SOURCE TEXT>
Click on my name then read all the main thread posts I have made. I specifically post a significant amount of case law and information regarding "mobility" matters.

What you are discussing is a "mobility" matter.

You need to do a lot of reading:

Start with this google search:

https://www.google.ca/webhp?sourceid...lity+ontario&*

Quote:
Originally Posted by ifeelold View Post
Recently been approached by my ex that they want to move approximately 5hrs away with the kids.
This is what is called a "mobility matter". These are the most complex matters in family law.

To quote one very wise judge about mobility matters:

Quote:
[1] There is no other area of family law litigation in which the idea of “winner” and “loser” is less applicable than that of mobility cases. It is also true, that even with the very best parents, it is the area where “win-win” solutions can rarely, if ever, be fashioned. Parents involved in a mobility dispute often have to resort to the courts, because even with the best of intentions, and with both parties doing their best to put their child’s interest before their own, they cannot find a solution to the desire of one parent to move with the child, and the other parent vehemently resisting that move.

Source: Van Rassel v. Van Rassel, 2008 CanLII 37217 (ON SC), par. 1, CanLII - 2008 CanLII 37217 (ON SC)
Quote:
Originally Posted by ifeelold View Post
Of course, I oppose this as I have a steady job where I am and have no issue staying where I am now.
How long have the children resided in their current "habitual residential location / jurisdiction"? How old are the children? What is your access schedule with the children?

These are all VERY important questions.

You should vehemently resist the move. In fact, I would recommend that you retain a lawyer and have the lawyer send a very strong letter to the other parent to this very fact. You should explicitly state that if the children are removed from their habitual residential location / jurisdiction without your consent or an order of the court you will move immediately with an emergency motion for their immediate return.

Quote:
Originally Posted by ifeelold View Post
I also personally believe that moving them to where they are suggesting is actually not what's best for them long term.
Again, this is based on a lot of factors and not your personal opinion. Sorry to say. It is based on the time the children have resided in their current habitual residential location/jurisdiction, their access to both parents and their best interests.

The main case law that drives this determination is Gordon v. Goertz which states that the move must be in the children's best interests.

Although the data in this report is old it may provide you more insight into mobility matters: Analysis of Reported Canadian Cases - A Study of Post-Separation/Divorce Parental Relocation

Statistically speaking the other parent has roughly a 50% chance of success if you use the information in the above-provided report. But, the real differentiator is how you argue your matter.

RECORD EXTRACTS>
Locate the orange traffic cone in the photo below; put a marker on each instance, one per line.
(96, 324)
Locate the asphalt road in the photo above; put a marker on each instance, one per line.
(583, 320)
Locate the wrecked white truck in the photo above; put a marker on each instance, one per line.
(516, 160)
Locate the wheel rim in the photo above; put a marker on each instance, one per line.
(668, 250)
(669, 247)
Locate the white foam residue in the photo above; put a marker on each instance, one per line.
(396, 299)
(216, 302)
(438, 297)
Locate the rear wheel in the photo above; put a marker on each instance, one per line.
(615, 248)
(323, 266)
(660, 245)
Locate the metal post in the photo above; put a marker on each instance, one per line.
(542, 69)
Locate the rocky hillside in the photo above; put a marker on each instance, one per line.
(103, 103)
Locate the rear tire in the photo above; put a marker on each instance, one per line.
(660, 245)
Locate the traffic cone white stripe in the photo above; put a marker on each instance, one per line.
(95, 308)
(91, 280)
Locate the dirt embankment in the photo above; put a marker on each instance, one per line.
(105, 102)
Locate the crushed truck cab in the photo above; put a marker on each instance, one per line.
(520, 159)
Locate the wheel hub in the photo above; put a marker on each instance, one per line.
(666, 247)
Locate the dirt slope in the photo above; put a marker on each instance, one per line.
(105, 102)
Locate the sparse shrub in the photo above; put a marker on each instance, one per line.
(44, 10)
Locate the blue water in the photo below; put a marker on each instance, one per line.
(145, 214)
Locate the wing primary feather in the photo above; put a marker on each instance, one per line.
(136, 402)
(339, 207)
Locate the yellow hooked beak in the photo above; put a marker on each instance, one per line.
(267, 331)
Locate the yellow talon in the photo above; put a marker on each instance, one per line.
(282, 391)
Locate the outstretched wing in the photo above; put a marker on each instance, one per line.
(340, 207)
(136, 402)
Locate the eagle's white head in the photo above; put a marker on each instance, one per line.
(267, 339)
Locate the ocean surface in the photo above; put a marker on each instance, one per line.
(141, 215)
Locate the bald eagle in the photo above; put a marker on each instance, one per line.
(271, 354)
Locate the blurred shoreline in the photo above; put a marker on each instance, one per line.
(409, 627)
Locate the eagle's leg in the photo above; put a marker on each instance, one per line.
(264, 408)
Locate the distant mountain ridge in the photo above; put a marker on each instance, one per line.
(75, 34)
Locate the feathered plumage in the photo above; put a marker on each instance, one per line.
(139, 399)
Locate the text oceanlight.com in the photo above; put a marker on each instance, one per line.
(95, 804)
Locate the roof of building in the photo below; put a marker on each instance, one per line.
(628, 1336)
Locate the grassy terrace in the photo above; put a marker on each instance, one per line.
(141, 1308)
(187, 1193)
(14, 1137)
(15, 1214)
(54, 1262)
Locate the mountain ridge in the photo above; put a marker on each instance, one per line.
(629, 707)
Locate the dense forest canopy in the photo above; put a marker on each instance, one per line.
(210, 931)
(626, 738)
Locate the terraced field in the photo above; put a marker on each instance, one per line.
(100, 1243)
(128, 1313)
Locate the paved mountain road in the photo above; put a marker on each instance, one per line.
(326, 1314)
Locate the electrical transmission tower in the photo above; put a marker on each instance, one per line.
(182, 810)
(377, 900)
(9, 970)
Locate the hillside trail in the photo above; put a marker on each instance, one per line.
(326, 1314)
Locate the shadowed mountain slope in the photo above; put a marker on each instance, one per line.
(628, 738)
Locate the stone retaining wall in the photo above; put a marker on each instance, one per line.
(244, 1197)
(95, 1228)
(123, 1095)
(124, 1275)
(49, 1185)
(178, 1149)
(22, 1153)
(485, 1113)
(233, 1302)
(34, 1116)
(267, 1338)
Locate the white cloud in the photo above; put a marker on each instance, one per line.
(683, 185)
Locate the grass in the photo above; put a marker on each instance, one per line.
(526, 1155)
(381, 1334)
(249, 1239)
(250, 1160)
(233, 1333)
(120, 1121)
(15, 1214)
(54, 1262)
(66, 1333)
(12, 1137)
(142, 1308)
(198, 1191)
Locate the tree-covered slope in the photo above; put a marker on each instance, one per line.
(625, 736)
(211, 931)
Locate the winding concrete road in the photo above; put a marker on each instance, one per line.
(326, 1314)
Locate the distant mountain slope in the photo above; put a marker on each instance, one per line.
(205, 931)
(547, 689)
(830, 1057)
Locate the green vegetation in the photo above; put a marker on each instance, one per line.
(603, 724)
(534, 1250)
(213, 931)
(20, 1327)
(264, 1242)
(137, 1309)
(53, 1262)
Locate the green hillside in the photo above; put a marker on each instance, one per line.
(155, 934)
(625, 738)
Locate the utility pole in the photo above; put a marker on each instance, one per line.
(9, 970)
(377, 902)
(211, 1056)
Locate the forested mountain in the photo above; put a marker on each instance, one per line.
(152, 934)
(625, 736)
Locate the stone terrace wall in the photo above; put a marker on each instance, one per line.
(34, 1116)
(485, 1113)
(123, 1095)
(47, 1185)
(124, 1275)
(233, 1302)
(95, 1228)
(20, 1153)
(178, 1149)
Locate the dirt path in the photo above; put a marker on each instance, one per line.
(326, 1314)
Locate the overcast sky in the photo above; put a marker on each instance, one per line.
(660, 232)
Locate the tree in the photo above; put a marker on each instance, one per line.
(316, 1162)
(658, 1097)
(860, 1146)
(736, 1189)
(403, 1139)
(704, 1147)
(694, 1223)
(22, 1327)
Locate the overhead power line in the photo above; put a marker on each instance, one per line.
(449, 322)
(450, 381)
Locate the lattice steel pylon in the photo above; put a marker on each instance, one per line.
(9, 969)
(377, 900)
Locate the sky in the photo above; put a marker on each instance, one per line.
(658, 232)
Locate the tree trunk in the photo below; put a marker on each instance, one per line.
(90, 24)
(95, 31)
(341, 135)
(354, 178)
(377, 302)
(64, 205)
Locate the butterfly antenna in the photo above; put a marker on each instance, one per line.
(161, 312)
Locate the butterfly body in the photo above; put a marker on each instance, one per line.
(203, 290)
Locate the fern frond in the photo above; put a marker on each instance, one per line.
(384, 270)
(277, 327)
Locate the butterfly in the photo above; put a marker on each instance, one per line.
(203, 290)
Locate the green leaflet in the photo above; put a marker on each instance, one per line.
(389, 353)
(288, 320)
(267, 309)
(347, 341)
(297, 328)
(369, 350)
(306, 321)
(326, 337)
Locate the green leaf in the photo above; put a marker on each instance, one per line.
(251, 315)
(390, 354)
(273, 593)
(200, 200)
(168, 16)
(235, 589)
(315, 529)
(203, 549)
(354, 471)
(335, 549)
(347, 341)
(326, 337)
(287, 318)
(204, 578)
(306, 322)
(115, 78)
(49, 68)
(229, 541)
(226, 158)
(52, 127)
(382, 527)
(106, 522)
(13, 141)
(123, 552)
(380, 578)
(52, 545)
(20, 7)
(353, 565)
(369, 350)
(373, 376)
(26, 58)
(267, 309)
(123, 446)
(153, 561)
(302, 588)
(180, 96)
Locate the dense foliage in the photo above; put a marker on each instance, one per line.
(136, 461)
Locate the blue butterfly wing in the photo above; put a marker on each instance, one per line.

TASK INSTRUCTIONS>
A. Answer these questions using the forum post on mobility matters:
(i) How far away does the ex want to move with the kids?
(ii) What is the source of the quoted passage from the judge?
(iii) Which case does the post name as the main case law that drives the determination?
Mark each answer (i), (ii), (iii), one per line.
B. Carry on the forum post about mobility matters from its final sentence, keeping the same voice.

THE RESPONSES>
A.
(i) Approximately 5 hours away.
(ii) Van Rassel v. Van Rassel, 2008 CanLII 37217 (ON SC), par. 1.
(iii) Gordon v. Goertz.

B.
Quote:
Originally Posted by ifeelold View Post
It is a place where unemployment is quite high. There are no good post secondary schools there. There is just no opportunity there.
Again, it isn't about the overall opportunity or your perception of it. It is real evidence that matters.

Does the other parent have family there to help support them?
Does the other parent have a real job opportunity there?
Are you an equal access parent or an every-other-weekend parent?
Do the children participate in extracurriculars?
Do the children have special needs?
etc.. ???

Quote:
Originally Posted by ifeelold View Post
There is a clause in our court order stating that the children shall not be moved from the region which we are located now.
In reality, that clause forces the other parent to bring the matter to court for determination prior to moving and to give you proper notice for the court proceedings. It doesn't "stop" a parent per-say from moving. What stops a parent is a court order that doesn't permit it.

For example something like this: http://www.ottawadivorce.com/forum/f...ou-move-20734/

Again, don't think that what I have reviewed and provided case law will happen in your specific case. I am providing this as it is a recent case and outlines how a judge considers a parent's move. The moving parent in this matter did EVERYTHING wrong and the staying parent did everything (for the most part) correctly. The key thing to focus on is how you litigate the matter.

Retain a really good lawyer that has case law under their belt that demonstrates that they have successfully argued against a move.

Quote:
Originally Posted by ifeelold View Post
Apparently my ex is preparing paperwork in order to bring this in front of a judge.
The other parent needs to bring an Application and demonstrate a material change. Their desire alone to move is not "material". They have to demonstrate that they have employment opportunity and how it is in the children's best interests. They will have to meet the criteria set forth in Gortez.

If what I am writing doesn't make ANY SENSE to you and you then you need to hire a good lawyer and now.

Quote:
Originally Posted by ifeelold View Post
Is there something I could or should be doing myself?
Retaining a very very very very good and qualified lawyer who has SIGNIFICANT experience with mobility matters.

Quote:
Originally Posted by ifeelold View Post
I don't have shared custody but I do have joint custody.
Joint custody (equal decision making regarding the children) is "shared custodial responsibility". Don't mix up the silly term "shared parenting" which is a term used in the Federal Child Support Guidelines for calculating off-set child support when there is "equal access".

I am going to assume you do not have "equal access" to the children. That being they don't spend 50% of their time with you. That makes your argument harder but, it doesn't mean that a judge will automagically move the children.

Joint custody means a lot and is in your favour. Parents that have "no custody" whereby the other parent is the "sole custodial parent" have a harder time with Mobility Matters. The weight given is towards "sole custodial" parents generally.

Quote:
Originally Posted by ifeelold View Post
I already told my ex to just stay where they are now instead of moving again (this would be 3rd time now). If this goes to a judge I will, of course, be suggesting the children stay here and that my ex is free to move as they wish.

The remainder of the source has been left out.